**Your goal**
Would you transcribe the entries below word for word, omitting all images?

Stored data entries
********

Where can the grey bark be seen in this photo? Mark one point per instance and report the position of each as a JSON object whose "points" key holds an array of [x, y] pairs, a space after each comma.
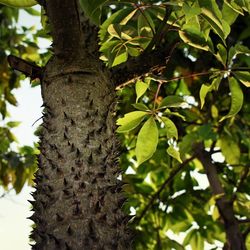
{"points": [[78, 196]]}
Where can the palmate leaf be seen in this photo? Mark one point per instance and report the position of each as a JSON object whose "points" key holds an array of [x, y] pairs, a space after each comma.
{"points": [[147, 141], [236, 98], [19, 3]]}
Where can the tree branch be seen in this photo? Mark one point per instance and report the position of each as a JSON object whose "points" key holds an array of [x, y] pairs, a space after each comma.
{"points": [[235, 239], [151, 62], [29, 69], [65, 21], [163, 186]]}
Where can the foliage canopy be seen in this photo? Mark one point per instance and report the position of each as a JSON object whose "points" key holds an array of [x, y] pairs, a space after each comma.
{"points": [[198, 98]]}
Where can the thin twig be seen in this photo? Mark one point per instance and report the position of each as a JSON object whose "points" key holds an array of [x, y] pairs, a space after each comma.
{"points": [[240, 183]]}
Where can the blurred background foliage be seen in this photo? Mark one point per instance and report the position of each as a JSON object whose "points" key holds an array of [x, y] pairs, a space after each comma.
{"points": [[209, 68]]}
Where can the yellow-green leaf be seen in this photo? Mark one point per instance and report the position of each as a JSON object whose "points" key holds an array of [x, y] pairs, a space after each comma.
{"points": [[19, 3], [172, 101], [130, 121], [147, 141], [140, 88], [243, 77], [205, 89], [230, 149], [174, 153], [236, 98], [170, 128], [222, 54]]}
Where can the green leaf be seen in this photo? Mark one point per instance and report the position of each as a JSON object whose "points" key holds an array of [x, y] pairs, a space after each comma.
{"points": [[243, 76], [19, 3], [197, 241], [130, 121], [128, 17], [13, 124], [196, 39], [230, 149], [174, 153], [114, 18], [172, 101], [191, 10], [140, 106], [222, 54], [121, 56], [188, 237], [133, 51], [236, 50], [236, 98], [212, 14], [171, 129], [205, 89], [147, 141], [145, 24], [140, 88]]}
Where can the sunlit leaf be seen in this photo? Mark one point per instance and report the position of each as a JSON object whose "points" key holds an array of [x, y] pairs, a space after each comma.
{"points": [[170, 128], [140, 106], [236, 98], [243, 76], [147, 141], [205, 89], [222, 54], [171, 101], [140, 89], [130, 121], [230, 149], [172, 151]]}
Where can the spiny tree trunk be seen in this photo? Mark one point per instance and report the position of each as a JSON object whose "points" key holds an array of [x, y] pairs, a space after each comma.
{"points": [[78, 197]]}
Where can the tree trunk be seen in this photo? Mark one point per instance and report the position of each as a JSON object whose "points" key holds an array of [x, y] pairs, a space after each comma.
{"points": [[235, 240], [78, 196]]}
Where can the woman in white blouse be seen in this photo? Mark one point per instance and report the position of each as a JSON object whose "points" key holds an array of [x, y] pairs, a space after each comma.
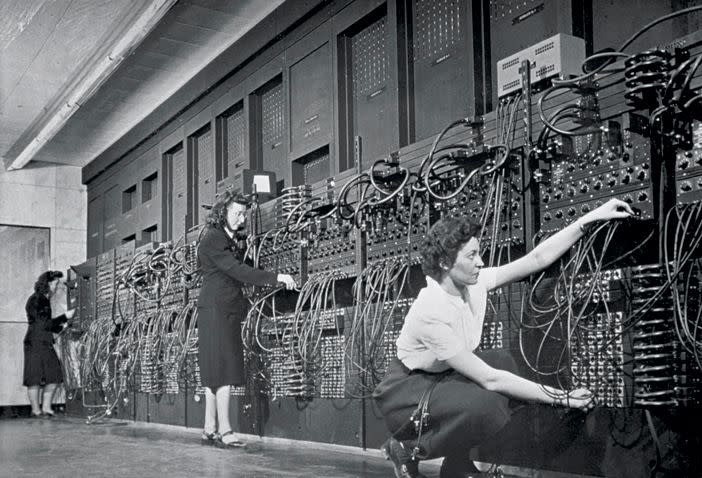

********

**Your solution**
Where can the grey bark be seen in this photo? Mark one point per instance and report the position of each as a JSON object whose "points" key holds an array of [x, y] pairs, a space after each comma.
{"points": [[78, 196]]}
Where can the palmate leaf be seen in this photo? Mark one point per instance and report the position of each as a JSON object whose "points" key holds an array of [x, y] pairs, a space after each comma.
{"points": [[147, 141], [236, 98], [19, 3]]}
Where can the tree branch be seen in this photo? Mark one point per instance and report the position of each as a JSON object whose "points" key holds an array of [x, y] pairs, a space after each comma.
{"points": [[235, 239], [151, 62], [29, 69], [65, 21], [163, 186]]}
Where can the foliage canopy be seen in this photo? Mark one point per instance and report the position of each as a JSON object whose "points" key holds an array of [x, y] pairs, a space after each comma.
{"points": [[198, 98]]}
Where can the thin twig be seen in this photo? Mark one point per instance and report the position of each as a JSON object whose "points" key holds an array of [x, y] pairs, a space after each comma.
{"points": [[240, 183]]}
Where can the blurred background foliage be seen in this photo? Mark one point per instance and report the position of each as a JSON object whose "points" key holds an array of [x, y] pairs, a space after each comma.
{"points": [[209, 68]]}
Where can the yellow-green leaf be seen in this photo? Mark one point per instance and report the position of each as a JSON object whose "points" key holds an array of [x, y] pairs, a space after each comma.
{"points": [[19, 3], [172, 101], [130, 121], [147, 141], [140, 88], [243, 77], [205, 89], [230, 149], [174, 153], [236, 98], [170, 128], [222, 54]]}
Where can the green leaf be seen in this photo? Mark one point per instance and report the position of each as a JSON object whose "points" key holds an array of [x, y] pairs, a space after each comma.
{"points": [[243, 76], [19, 3], [197, 241], [130, 121], [128, 17], [13, 124], [196, 39], [230, 149], [174, 153], [114, 18], [172, 101], [191, 10], [140, 106], [222, 54], [121, 56], [188, 237], [133, 51], [236, 50], [236, 98], [212, 14], [171, 129], [205, 89], [147, 141], [145, 24], [140, 88]]}
Where can the sunlit leaf be seen in this photo? Mark one point per instance and report the position of each as a JSON object whose "points" key holds an array of [x, y] pairs, a space after each comma.
{"points": [[170, 128], [140, 106], [236, 98], [243, 76], [147, 141], [205, 89], [222, 54], [171, 101], [140, 89], [130, 121], [230, 149], [172, 151]]}
Where can the spiny tree trunk be seen in this photo? Mark one point per instance and report the position of each as a JSON object whose "points" key holds an array of [x, y] pairs, a space after each comma.
{"points": [[78, 197]]}
Where can the tree trunk be seen in this photo? Mark one point per instance and report the position of each as a JSON object whose "points" key holds an array of [x, y] pairs, a space after each comma.
{"points": [[235, 240], [78, 196]]}
Where can the woman in white blouse be seen in this photo? Mark one point per instance and report the position of each as a JSON object whose "points" key holds an array of [x, y] pairs, a space after each comma.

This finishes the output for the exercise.